### Given exercise
Recast the lines from the one containing "task: segment the baby's finger" through the one containing "358], [355, 357]]", inclusive, as a numbered list with blank lines omitted.

### Information given
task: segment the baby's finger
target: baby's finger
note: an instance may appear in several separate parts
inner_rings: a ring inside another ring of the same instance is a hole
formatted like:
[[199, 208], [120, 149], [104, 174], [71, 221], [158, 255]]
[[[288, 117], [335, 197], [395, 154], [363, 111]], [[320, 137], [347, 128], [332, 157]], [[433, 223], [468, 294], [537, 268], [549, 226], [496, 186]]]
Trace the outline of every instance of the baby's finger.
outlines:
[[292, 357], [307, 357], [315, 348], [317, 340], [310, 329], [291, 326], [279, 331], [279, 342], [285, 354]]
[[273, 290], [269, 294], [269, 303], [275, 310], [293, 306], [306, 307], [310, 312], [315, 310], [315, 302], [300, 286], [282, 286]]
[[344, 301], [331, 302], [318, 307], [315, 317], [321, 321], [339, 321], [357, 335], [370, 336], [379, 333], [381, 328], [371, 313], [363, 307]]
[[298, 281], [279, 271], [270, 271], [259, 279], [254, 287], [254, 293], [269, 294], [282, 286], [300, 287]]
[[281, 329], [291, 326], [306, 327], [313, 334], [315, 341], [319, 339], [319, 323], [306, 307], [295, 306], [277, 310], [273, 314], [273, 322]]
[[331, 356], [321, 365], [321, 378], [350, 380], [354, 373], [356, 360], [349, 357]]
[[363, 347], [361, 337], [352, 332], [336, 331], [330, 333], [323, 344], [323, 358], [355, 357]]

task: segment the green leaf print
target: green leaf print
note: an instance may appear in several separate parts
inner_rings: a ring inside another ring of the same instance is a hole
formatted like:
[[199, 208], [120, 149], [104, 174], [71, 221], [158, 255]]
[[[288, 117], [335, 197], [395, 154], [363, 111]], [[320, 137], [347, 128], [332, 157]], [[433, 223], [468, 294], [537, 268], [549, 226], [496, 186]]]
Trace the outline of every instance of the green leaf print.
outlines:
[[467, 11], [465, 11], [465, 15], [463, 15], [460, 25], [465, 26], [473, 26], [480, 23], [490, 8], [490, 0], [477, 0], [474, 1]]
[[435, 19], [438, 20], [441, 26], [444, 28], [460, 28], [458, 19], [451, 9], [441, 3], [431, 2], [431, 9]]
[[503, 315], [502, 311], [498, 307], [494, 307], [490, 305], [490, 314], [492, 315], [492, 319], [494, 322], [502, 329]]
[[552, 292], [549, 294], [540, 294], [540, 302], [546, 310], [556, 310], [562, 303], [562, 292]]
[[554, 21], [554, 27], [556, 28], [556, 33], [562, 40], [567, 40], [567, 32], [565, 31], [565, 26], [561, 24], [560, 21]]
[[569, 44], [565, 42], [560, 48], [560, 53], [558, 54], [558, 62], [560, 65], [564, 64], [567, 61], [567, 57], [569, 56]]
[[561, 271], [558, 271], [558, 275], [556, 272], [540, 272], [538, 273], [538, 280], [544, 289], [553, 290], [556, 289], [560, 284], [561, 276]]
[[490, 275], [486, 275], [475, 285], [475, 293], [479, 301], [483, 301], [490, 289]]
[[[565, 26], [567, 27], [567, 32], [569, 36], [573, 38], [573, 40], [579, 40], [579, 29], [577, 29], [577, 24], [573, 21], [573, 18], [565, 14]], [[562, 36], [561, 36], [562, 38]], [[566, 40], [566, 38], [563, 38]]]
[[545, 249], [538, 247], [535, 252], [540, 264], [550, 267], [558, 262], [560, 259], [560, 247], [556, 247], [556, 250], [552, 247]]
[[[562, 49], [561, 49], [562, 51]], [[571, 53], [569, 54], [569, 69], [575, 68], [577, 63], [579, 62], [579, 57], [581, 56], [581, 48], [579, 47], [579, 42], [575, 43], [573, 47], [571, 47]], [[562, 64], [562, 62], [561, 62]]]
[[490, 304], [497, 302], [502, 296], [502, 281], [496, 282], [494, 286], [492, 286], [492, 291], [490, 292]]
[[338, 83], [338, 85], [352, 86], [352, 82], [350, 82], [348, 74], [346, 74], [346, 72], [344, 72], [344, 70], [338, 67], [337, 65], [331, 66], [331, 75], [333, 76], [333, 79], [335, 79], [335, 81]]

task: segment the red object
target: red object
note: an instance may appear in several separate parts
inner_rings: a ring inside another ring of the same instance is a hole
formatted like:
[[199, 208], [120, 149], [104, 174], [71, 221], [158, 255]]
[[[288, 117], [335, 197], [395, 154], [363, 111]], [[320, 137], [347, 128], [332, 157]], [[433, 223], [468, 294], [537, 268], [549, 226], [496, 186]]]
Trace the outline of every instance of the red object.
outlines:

* * *

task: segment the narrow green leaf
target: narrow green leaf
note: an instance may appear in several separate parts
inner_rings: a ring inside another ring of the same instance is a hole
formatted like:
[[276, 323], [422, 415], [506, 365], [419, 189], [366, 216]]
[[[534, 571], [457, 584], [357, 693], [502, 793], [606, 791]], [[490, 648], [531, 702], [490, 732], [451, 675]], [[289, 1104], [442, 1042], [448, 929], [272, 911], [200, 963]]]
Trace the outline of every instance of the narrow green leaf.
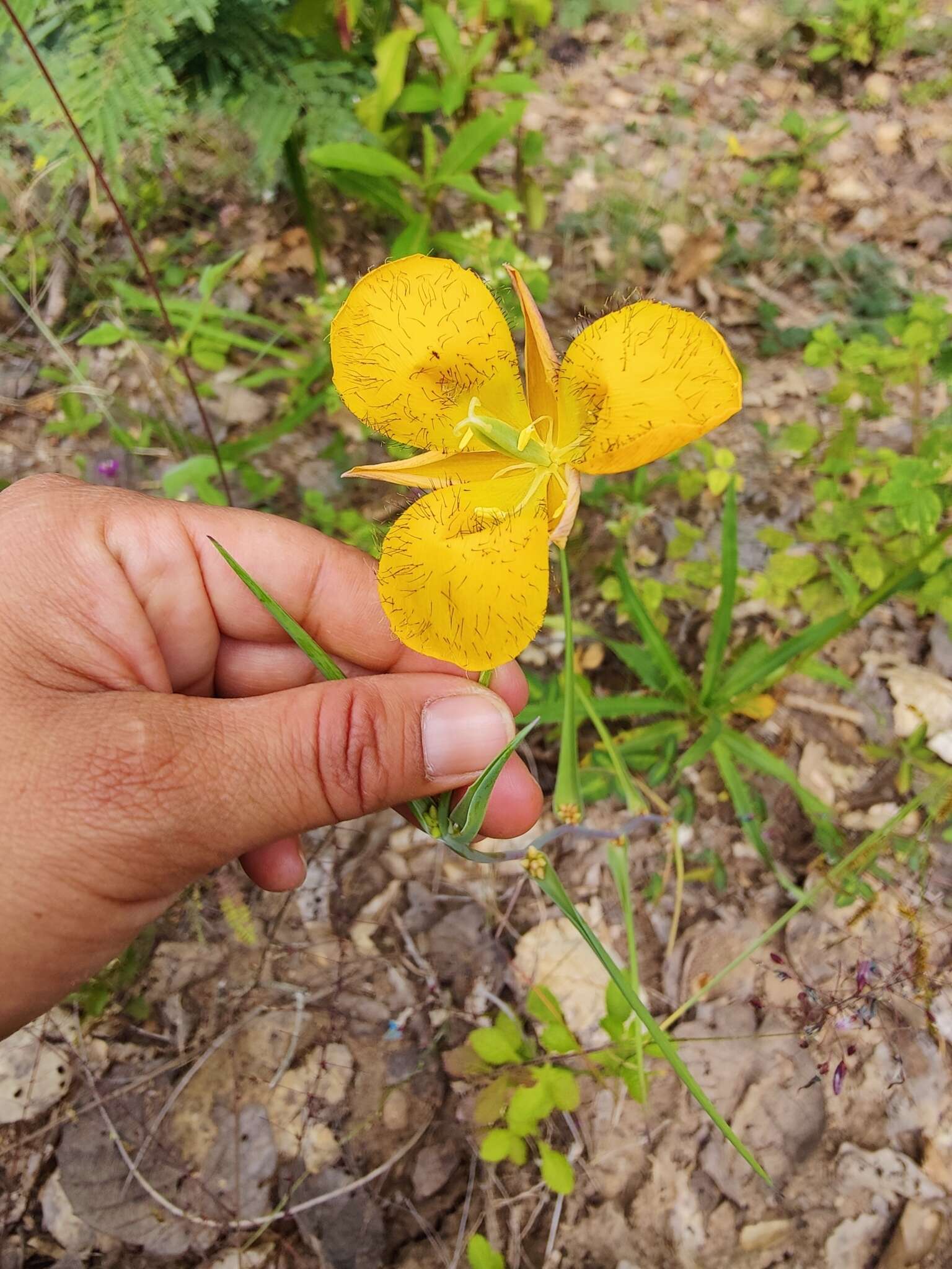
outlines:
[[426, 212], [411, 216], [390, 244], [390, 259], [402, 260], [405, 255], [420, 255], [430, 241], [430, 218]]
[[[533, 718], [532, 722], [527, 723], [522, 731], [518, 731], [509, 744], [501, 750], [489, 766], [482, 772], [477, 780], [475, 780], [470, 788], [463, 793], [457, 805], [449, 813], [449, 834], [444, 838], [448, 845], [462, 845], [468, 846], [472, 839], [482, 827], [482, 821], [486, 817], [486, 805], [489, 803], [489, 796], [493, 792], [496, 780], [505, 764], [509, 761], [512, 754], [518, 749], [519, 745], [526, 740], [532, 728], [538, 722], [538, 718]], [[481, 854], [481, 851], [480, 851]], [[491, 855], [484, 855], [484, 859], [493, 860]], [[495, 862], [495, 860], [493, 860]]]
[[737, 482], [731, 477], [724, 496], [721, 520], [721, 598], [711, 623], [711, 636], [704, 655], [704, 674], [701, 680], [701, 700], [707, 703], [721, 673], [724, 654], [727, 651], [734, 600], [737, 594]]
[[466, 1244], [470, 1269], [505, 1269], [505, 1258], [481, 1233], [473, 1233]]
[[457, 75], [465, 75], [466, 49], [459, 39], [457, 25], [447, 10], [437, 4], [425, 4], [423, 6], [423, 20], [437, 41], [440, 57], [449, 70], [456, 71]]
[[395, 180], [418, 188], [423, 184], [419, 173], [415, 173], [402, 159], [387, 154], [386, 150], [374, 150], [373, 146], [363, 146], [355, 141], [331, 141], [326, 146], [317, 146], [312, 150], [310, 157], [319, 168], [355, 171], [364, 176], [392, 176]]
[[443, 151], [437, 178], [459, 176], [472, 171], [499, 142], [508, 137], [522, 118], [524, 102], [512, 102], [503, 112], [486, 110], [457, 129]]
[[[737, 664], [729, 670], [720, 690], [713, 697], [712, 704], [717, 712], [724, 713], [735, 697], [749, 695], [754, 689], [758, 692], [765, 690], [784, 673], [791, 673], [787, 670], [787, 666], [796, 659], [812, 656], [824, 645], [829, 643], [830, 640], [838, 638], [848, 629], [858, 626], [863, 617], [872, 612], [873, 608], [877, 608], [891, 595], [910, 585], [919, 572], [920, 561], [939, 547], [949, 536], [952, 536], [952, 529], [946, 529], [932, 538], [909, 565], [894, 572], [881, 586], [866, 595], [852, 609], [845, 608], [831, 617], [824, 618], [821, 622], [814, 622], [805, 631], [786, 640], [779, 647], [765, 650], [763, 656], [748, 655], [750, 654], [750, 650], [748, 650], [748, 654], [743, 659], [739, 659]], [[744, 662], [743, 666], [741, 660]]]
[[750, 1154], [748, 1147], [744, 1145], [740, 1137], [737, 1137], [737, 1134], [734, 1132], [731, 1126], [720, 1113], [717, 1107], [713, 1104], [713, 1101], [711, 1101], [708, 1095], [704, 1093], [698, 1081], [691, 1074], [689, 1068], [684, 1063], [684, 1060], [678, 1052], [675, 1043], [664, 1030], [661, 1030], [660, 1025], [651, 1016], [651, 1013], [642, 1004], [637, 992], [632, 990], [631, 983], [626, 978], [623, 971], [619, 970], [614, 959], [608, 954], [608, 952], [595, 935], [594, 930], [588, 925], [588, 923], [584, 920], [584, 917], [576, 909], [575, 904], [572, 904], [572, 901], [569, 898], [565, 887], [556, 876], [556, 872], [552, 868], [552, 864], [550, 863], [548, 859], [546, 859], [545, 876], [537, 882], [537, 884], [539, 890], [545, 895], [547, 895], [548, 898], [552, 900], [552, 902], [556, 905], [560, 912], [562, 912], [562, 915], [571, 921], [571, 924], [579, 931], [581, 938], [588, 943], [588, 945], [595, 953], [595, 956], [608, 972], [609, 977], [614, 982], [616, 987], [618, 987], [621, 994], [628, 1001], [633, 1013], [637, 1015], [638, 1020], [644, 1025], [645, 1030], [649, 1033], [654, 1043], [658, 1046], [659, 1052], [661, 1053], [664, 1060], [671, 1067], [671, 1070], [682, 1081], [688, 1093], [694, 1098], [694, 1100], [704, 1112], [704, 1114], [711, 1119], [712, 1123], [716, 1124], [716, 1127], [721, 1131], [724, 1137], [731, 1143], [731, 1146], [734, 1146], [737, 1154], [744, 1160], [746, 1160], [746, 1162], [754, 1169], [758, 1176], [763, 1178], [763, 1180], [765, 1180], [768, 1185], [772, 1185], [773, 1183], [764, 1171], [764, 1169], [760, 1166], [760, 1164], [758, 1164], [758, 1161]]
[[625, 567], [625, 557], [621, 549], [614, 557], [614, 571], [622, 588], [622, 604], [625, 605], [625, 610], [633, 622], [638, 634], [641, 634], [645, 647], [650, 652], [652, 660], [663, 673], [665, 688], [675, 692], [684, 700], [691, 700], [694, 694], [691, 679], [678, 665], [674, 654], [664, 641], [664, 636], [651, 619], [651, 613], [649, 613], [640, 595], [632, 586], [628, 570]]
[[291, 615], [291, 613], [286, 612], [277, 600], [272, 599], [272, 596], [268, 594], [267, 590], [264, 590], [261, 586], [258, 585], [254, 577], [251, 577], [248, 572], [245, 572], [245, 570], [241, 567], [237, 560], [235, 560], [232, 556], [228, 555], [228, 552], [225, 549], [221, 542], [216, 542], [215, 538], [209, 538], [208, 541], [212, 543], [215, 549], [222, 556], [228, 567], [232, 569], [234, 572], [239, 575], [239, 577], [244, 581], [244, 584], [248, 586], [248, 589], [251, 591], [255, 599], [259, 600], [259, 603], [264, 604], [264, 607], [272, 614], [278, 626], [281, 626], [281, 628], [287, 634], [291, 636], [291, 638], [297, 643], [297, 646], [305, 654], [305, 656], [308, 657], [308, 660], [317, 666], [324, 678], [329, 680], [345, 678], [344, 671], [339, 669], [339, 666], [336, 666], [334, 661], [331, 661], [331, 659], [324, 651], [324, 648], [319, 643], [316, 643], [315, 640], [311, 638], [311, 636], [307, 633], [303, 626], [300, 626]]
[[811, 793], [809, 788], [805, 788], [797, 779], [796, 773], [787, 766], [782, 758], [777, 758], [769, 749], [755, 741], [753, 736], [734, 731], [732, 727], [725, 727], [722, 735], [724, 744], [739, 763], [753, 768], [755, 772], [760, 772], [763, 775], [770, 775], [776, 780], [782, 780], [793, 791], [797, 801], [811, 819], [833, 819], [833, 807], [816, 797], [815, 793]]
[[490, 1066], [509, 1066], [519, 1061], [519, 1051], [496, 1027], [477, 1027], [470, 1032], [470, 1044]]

### Answer to the exercise
1. task: segment the baby's finger
2. target: baby's finger
3. note: an instance may appear in several separate parts
4. inner_rings: a ring inside another ring of the same instance is a hole
5. formatted like:
6. [[199, 208], [120, 149], [104, 174], [71, 221], [158, 255]]
7. [[[288, 117], [335, 197], [395, 154], [363, 111]], [[320, 137], [347, 128], [332, 157]], [[433, 223], [468, 294], [537, 268], [549, 226], [496, 186]]]
8. Trace the outline of every instance of the baby's finger.
9. outlines:
10. [[292, 357], [307, 357], [315, 348], [317, 340], [310, 329], [291, 326], [279, 331], [279, 342], [285, 354]]
11. [[273, 290], [269, 294], [269, 303], [275, 310], [293, 306], [306, 307], [310, 312], [315, 310], [315, 302], [300, 286], [282, 286]]
12. [[344, 301], [331, 302], [318, 307], [315, 317], [321, 321], [339, 321], [357, 335], [370, 336], [379, 333], [381, 328], [371, 313], [363, 307]]
13. [[298, 281], [279, 271], [270, 271], [259, 279], [254, 287], [254, 293], [269, 294], [282, 286], [300, 287]]
14. [[281, 329], [291, 326], [306, 327], [313, 334], [315, 341], [319, 339], [319, 323], [306, 307], [295, 306], [277, 310], [273, 314], [273, 322]]
15. [[331, 356], [321, 365], [321, 378], [350, 380], [354, 373], [356, 360], [349, 357]]
16. [[363, 347], [361, 337], [352, 332], [336, 331], [330, 333], [323, 344], [323, 358], [355, 357]]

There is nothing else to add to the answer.